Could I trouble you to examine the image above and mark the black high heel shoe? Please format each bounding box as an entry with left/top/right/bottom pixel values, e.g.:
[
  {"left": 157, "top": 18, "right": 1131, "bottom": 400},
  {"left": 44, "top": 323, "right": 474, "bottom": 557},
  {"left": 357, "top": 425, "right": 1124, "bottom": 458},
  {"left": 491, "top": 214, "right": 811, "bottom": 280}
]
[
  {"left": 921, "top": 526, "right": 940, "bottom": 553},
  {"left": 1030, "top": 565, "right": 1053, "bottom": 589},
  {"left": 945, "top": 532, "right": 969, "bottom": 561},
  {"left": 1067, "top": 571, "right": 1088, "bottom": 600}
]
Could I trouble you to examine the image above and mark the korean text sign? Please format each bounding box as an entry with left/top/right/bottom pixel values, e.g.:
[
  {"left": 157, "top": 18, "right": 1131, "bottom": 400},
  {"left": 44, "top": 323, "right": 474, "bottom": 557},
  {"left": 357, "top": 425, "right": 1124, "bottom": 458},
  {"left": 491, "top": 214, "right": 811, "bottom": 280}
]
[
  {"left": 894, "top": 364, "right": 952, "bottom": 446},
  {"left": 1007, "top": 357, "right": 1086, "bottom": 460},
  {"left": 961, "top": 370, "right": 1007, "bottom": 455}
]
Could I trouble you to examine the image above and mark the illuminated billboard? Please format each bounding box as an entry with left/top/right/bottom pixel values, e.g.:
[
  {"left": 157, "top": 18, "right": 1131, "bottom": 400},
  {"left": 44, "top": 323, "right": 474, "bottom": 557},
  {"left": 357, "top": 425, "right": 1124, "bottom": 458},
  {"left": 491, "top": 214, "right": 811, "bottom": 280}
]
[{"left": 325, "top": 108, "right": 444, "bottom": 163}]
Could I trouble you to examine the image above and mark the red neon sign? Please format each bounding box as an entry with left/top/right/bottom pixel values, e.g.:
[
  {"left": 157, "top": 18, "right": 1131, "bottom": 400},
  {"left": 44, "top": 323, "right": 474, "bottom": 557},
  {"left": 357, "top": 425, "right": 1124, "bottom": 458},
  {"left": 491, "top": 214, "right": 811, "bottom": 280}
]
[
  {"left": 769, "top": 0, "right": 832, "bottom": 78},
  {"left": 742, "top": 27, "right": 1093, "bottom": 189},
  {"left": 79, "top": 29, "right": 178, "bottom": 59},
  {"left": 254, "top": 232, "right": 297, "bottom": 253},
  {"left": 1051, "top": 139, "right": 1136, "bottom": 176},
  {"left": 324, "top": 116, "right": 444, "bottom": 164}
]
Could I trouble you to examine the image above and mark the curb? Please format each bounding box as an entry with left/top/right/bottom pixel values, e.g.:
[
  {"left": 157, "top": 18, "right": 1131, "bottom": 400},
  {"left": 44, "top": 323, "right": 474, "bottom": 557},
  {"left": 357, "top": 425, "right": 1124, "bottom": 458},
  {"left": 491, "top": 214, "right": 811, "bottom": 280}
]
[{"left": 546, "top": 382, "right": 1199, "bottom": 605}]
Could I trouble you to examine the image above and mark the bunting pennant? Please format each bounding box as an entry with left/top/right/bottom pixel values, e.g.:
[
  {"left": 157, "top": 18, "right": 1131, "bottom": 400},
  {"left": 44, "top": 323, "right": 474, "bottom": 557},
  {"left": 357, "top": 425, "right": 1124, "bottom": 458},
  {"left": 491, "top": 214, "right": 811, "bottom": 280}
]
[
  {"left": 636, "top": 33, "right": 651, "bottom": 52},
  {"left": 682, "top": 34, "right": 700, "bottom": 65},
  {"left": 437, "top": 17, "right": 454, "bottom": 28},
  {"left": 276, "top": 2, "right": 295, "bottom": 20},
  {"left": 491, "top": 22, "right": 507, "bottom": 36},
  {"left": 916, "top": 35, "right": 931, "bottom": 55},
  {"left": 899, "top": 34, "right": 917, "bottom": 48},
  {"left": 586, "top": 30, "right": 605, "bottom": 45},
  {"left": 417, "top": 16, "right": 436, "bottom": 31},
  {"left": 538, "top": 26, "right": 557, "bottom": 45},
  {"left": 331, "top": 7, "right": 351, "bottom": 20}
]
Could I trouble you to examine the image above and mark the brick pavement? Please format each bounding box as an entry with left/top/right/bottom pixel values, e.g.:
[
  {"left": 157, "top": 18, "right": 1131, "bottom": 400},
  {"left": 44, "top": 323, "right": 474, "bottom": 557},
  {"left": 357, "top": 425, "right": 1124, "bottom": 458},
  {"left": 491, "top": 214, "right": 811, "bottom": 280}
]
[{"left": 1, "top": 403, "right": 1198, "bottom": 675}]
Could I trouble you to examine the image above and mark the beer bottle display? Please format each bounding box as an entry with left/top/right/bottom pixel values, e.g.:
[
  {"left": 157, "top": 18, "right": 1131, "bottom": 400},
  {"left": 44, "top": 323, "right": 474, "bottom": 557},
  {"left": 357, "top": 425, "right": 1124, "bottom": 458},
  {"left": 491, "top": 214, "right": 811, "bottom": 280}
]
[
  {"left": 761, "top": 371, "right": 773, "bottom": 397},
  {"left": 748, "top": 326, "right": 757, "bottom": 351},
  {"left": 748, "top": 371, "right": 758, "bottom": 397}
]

### Task requirements
Take the records above and copy them out exactly.

### Solution to this exercise
Could I trouble you to examine the image above and mark the black high heel shoe? Please format each bounding box as an entry with left/top/right/bottom pixel values, e.g.:
[
  {"left": 157, "top": 18, "right": 1131, "bottom": 400},
  {"left": 44, "top": 323, "right": 474, "bottom": 557},
  {"left": 357, "top": 425, "right": 1124, "bottom": 458},
  {"left": 491, "top": 214, "right": 811, "bottom": 280}
]
[
  {"left": 921, "top": 526, "right": 940, "bottom": 553},
  {"left": 1030, "top": 565, "right": 1053, "bottom": 589},
  {"left": 945, "top": 532, "right": 969, "bottom": 561},
  {"left": 1067, "top": 571, "right": 1088, "bottom": 600}
]
Could I trouble you to examine the image above and mark the korean text sign? Please format each bounding box as an entry with left/top/right/bottom pixel values, e.g.:
[
  {"left": 157, "top": 18, "right": 1131, "bottom": 400},
  {"left": 44, "top": 323, "right": 474, "bottom": 557},
  {"left": 357, "top": 425, "right": 1124, "bottom": 458},
  {"left": 491, "top": 214, "right": 811, "bottom": 280}
]
[
  {"left": 894, "top": 364, "right": 952, "bottom": 446},
  {"left": 1007, "top": 357, "right": 1086, "bottom": 460},
  {"left": 961, "top": 370, "right": 1007, "bottom": 455}
]
Could I trouble you to examine the image above and mark the illuminated billboard? Please format each bounding box as an entry with left/top/right/bottom pixel values, e.g.:
[
  {"left": 157, "top": 18, "right": 1131, "bottom": 400},
  {"left": 44, "top": 323, "right": 474, "bottom": 557},
  {"left": 357, "top": 425, "right": 1124, "bottom": 458},
  {"left": 491, "top": 214, "right": 811, "bottom": 280}
]
[{"left": 325, "top": 108, "right": 444, "bottom": 163}]
Could I trouble you to examine the image above and mark the red neon sign? Please format each bounding box as an entry with left/top/right/bottom pixel values, e.g.:
[
  {"left": 157, "top": 18, "right": 1131, "bottom": 400},
  {"left": 44, "top": 323, "right": 474, "bottom": 557},
  {"left": 357, "top": 425, "right": 1124, "bottom": 458},
  {"left": 491, "top": 214, "right": 811, "bottom": 280}
]
[
  {"left": 769, "top": 0, "right": 832, "bottom": 78},
  {"left": 742, "top": 27, "right": 1093, "bottom": 189},
  {"left": 79, "top": 29, "right": 178, "bottom": 59},
  {"left": 254, "top": 232, "right": 297, "bottom": 253},
  {"left": 1051, "top": 139, "right": 1136, "bottom": 176},
  {"left": 324, "top": 116, "right": 444, "bottom": 164}
]
Could I trouble you to examine the image above and mark the curb? Please format each bounding box as an entry with left/top/right/bottom pixel values, e.g.:
[
  {"left": 157, "top": 18, "right": 1131, "bottom": 400},
  {"left": 44, "top": 323, "right": 474, "bottom": 557},
  {"left": 357, "top": 425, "right": 1124, "bottom": 458},
  {"left": 491, "top": 214, "right": 811, "bottom": 280}
]
[{"left": 546, "top": 382, "right": 1199, "bottom": 605}]
Could I trouble you to examine the image above and mark the bunting pennant? Please format each bounding box as an entry with left/top/right/bottom pixel values, e.g.:
[
  {"left": 157, "top": 18, "right": 1131, "bottom": 400},
  {"left": 44, "top": 323, "right": 474, "bottom": 557},
  {"left": 357, "top": 425, "right": 1124, "bottom": 458},
  {"left": 491, "top": 214, "right": 811, "bottom": 280}
]
[
  {"left": 636, "top": 33, "right": 651, "bottom": 52},
  {"left": 682, "top": 34, "right": 700, "bottom": 65},
  {"left": 437, "top": 17, "right": 454, "bottom": 28},
  {"left": 276, "top": 2, "right": 295, "bottom": 20},
  {"left": 491, "top": 22, "right": 507, "bottom": 36},
  {"left": 916, "top": 35, "right": 931, "bottom": 55},
  {"left": 899, "top": 34, "right": 917, "bottom": 48},
  {"left": 586, "top": 30, "right": 605, "bottom": 45},
  {"left": 417, "top": 16, "right": 436, "bottom": 31},
  {"left": 538, "top": 26, "right": 557, "bottom": 45},
  {"left": 331, "top": 7, "right": 351, "bottom": 20}
]
Could I trouble you to examine the image above and mark the brick pavement? Please format each bounding box as an entry with left/top/right/bottom pixel values, e.g.:
[
  {"left": 157, "top": 18, "right": 1131, "bottom": 400},
  {"left": 44, "top": 323, "right": 474, "bottom": 557},
  {"left": 357, "top": 425, "right": 1124, "bottom": 458},
  {"left": 491, "top": 214, "right": 811, "bottom": 280}
]
[{"left": 1, "top": 403, "right": 1198, "bottom": 675}]
Could I trouble you to examine the image above and mark the beer bottle display? Please format each bounding box as an entry with left/top/right/bottom pixel values, e.g.:
[
  {"left": 157, "top": 18, "right": 1131, "bottom": 400},
  {"left": 44, "top": 323, "right": 474, "bottom": 557},
  {"left": 357, "top": 425, "right": 1124, "bottom": 458},
  {"left": 491, "top": 214, "right": 811, "bottom": 280}
]
[
  {"left": 761, "top": 371, "right": 773, "bottom": 397},
  {"left": 748, "top": 326, "right": 757, "bottom": 351},
  {"left": 748, "top": 371, "right": 758, "bottom": 397}
]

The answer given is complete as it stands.